§ Task objective: The response must restate the data exactly, with nothing left out.

═════ Exercise input ═════

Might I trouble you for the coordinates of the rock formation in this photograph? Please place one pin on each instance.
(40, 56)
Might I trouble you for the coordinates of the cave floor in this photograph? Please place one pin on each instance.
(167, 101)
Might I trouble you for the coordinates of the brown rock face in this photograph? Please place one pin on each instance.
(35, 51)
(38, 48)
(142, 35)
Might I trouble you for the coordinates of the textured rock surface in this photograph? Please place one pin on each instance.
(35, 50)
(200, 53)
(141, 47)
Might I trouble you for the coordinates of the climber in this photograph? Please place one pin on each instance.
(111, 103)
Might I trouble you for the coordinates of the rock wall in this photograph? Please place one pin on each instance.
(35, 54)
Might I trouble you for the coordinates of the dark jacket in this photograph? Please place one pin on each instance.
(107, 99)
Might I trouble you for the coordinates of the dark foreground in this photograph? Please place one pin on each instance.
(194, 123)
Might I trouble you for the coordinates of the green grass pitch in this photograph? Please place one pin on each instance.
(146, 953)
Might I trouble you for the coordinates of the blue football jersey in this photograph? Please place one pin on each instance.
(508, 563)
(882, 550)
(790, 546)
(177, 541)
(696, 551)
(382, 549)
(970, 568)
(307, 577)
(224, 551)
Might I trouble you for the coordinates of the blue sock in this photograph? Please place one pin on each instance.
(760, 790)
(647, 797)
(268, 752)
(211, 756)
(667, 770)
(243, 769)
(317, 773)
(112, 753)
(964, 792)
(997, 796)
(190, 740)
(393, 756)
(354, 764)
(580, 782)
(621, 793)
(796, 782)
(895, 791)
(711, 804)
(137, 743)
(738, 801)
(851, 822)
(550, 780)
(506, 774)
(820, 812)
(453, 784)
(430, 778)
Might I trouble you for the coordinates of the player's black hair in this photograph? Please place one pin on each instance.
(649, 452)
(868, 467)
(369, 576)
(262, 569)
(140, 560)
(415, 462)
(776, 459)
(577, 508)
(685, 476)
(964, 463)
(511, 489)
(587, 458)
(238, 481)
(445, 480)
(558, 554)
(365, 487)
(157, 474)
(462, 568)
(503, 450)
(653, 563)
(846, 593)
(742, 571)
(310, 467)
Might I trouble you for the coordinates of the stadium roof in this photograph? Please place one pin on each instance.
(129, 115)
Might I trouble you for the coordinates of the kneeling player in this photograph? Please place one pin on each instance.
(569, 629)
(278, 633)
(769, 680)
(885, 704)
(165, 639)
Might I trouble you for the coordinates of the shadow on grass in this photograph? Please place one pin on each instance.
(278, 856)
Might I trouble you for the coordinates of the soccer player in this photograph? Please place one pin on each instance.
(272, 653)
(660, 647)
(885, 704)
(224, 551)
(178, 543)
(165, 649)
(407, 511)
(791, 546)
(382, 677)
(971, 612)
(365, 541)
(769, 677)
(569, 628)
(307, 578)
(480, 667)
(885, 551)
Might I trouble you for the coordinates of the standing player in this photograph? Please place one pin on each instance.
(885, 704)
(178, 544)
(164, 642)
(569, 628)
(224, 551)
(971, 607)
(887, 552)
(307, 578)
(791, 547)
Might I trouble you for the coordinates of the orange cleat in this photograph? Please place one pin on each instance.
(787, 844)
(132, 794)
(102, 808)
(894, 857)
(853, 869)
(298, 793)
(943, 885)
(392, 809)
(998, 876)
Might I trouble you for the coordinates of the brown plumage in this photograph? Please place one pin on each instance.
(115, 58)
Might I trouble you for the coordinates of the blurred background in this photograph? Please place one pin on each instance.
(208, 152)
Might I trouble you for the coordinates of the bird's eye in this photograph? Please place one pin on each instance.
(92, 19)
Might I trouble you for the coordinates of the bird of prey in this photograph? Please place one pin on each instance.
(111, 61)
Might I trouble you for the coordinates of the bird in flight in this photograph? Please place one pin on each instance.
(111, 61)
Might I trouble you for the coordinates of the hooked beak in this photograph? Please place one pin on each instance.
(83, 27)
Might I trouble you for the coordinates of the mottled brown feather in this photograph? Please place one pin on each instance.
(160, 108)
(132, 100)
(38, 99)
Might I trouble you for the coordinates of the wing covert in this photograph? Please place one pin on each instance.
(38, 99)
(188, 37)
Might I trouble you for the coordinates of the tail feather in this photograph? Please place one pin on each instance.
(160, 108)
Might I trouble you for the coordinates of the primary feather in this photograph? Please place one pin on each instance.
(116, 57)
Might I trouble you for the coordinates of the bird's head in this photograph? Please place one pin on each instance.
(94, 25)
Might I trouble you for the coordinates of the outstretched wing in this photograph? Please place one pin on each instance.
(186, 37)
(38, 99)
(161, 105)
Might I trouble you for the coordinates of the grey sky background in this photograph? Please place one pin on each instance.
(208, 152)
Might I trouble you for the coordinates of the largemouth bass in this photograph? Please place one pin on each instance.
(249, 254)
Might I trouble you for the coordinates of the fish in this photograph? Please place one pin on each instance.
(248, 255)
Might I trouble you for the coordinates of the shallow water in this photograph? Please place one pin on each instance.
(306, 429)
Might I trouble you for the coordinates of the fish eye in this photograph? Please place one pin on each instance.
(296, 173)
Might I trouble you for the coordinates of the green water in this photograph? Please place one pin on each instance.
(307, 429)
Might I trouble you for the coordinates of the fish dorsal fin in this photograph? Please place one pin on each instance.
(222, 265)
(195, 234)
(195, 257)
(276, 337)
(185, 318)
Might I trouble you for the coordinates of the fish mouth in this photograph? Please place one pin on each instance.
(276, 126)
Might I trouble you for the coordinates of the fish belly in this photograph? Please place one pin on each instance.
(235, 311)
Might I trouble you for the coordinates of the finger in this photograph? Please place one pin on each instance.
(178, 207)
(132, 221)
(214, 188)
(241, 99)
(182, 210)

═════

§ Finished exercise:
Might I trouble you for the coordinates of the rock formation in this photograph? Please place one pin on each instance.
(40, 56)
Might I trouble you for the coordinates of the cave floor in this photograph? Please place one pin on each instance.
(167, 101)
Might I trouble you for the coordinates of the brown rock face in this photograph? Please place one pin on each instance.
(35, 51)
(38, 48)
(142, 35)
Might I trouble you for the coordinates of the textured rock surface in this photograph? Please place one pin on each instance.
(35, 50)
(200, 53)
(141, 47)
Might I trouble you for the coordinates of the climber in this photograph? Please place one pin on each instance.
(111, 103)
Might I trouble you for the coordinates of the rock wall in this photograph? Please place one pin on each instance.
(35, 54)
Might I trouble you for the coordinates of the dark jacket in this photograph? Please place one pin on each instance.
(107, 99)
Might I trouble you for the coordinates of the dark foreground in this photograph? Please place one pin on each instance.
(194, 123)
Might I trouble you for the coordinates of the green grass pitch in this photograph? Please place one pin on each instance.
(146, 953)
Might I trouble you for the coordinates of the blue football jersey in this photograph? Please place one pin on each instance.
(508, 563)
(882, 550)
(790, 546)
(177, 541)
(696, 551)
(382, 549)
(970, 568)
(307, 577)
(224, 551)
Might I trouble you for the coordinates of the blue sock in this photograph? Please place one pin on each instance.
(760, 790)
(647, 797)
(268, 752)
(211, 756)
(667, 770)
(243, 769)
(317, 773)
(112, 753)
(964, 792)
(997, 796)
(190, 740)
(393, 756)
(354, 764)
(580, 782)
(621, 793)
(796, 782)
(895, 791)
(711, 804)
(137, 743)
(738, 801)
(851, 822)
(550, 780)
(506, 774)
(820, 812)
(453, 784)
(430, 778)
Might I trouble you for the coordinates of the player's black hair in this photograph? Please place one pin on each instance.
(649, 452)
(868, 467)
(369, 576)
(262, 569)
(140, 560)
(415, 462)
(776, 459)
(577, 508)
(685, 476)
(964, 463)
(511, 489)
(587, 458)
(238, 481)
(445, 480)
(558, 554)
(365, 487)
(157, 474)
(462, 568)
(503, 450)
(653, 563)
(846, 593)
(742, 571)
(310, 467)
Might I trouble you for the coordinates of the stadium roof in this photograph? Please place one pin on each instance.
(129, 115)
Might I trouble you for the coordinates of the kneeling player in this photograph? Please place one pin on each instance.
(569, 629)
(278, 633)
(769, 680)
(885, 704)
(165, 639)
Might I trouble you for the coordinates of the shadow on grass in this photograph? Please place one pin on each instance.
(278, 856)
Might I trouble you for the coordinates of the soccer player in this photograph? Please place one pin on each instance.
(272, 653)
(660, 647)
(885, 704)
(224, 551)
(178, 543)
(165, 649)
(407, 511)
(791, 546)
(382, 677)
(971, 612)
(365, 541)
(769, 677)
(569, 628)
(307, 578)
(480, 667)
(885, 551)
Might I trouble you for the coordinates of the standing player in this photograph? Please place one pin on each instance.
(885, 704)
(178, 544)
(164, 642)
(569, 628)
(224, 551)
(971, 607)
(887, 552)
(307, 578)
(791, 547)
Might I trouble you for the coordinates of the orange cleat in this photograph? Please place one pin on each instance.
(787, 844)
(132, 794)
(102, 808)
(894, 857)
(853, 869)
(298, 793)
(943, 885)
(392, 809)
(998, 876)
Might I trouble you for the coordinates of the brown plumage in this photograph? Please place one pin on each instance.
(115, 58)
Might I trouble you for the coordinates of the blurred background in this photograph? Please place one pin on each instance.
(208, 152)
Might I trouble you for the coordinates of the bird's eye in this photograph? Please place one pin on each instance.
(92, 19)
Might I trouble you for the coordinates of the bird of prey in this photograph? Please place one pin on each instance.
(111, 61)
Might I trouble you for the coordinates of the bird in flight in this photograph? Please place one pin on each instance.
(111, 61)
Might I trouble you for the coordinates of the hooked beak in this photograph? Please place one pin on each instance.
(83, 27)
Might I trouble you for the coordinates of the mottled brown feather in this photograph? Please place one pin on each instance.
(160, 108)
(132, 100)
(38, 99)
Might I trouble you for the coordinates of the wing covert in this photograph? Please place one pin on each instance.
(38, 99)
(188, 37)
Might I trouble you for the coordinates of the tail feather in this photograph? Please place one pin on each instance.
(160, 108)
Might I trouble you for the coordinates of the primary feather in this photograph? Please place one pin on each instance.
(116, 57)
Might I trouble you for the coordinates of the bird's head in this photograph? Please place one pin on each instance.
(94, 25)
Might I trouble you for the coordinates of the outstretched wing in this photograph? Please place one pin on each instance.
(186, 37)
(38, 99)
(161, 105)
Might I trouble you for the coordinates of the grey sky background in this photograph? Please place one pin on each instance.
(208, 152)
Might I trouble you for the coordinates of the largemouth bass in this photograph? Please place one pin on each instance.
(249, 254)
Might I trouble you for the coordinates of the fish in this photograph? Please place one pin on each instance.
(248, 255)
Might I trouble you for the coordinates of the shallow water in this photograph? Please place one pin on each instance.
(306, 429)
Might I trouble you for the coordinates of the fish eye in this photograph? Please place one pin on each instance.
(296, 173)
Might I trouble you for the coordinates of the green water in this photograph? Please place one pin on each instance.
(307, 429)
Might I trouble you for the coordinates of the fish dorsal fin in this photograph? Please place one pin on each instance.
(222, 265)
(195, 234)
(195, 257)
(276, 337)
(185, 318)
Might I trouble you for the coordinates of the fish mouth in this photograph? Please place one pin on each instance.
(276, 126)
Might I trouble you for the coordinates of the fish belly in this photograph? Please place one pin on each instance.
(235, 311)
Might I trouble you for the coordinates of the finger in this photograph? Please place one pin on each instance.
(178, 207)
(132, 221)
(214, 188)
(241, 99)
(182, 210)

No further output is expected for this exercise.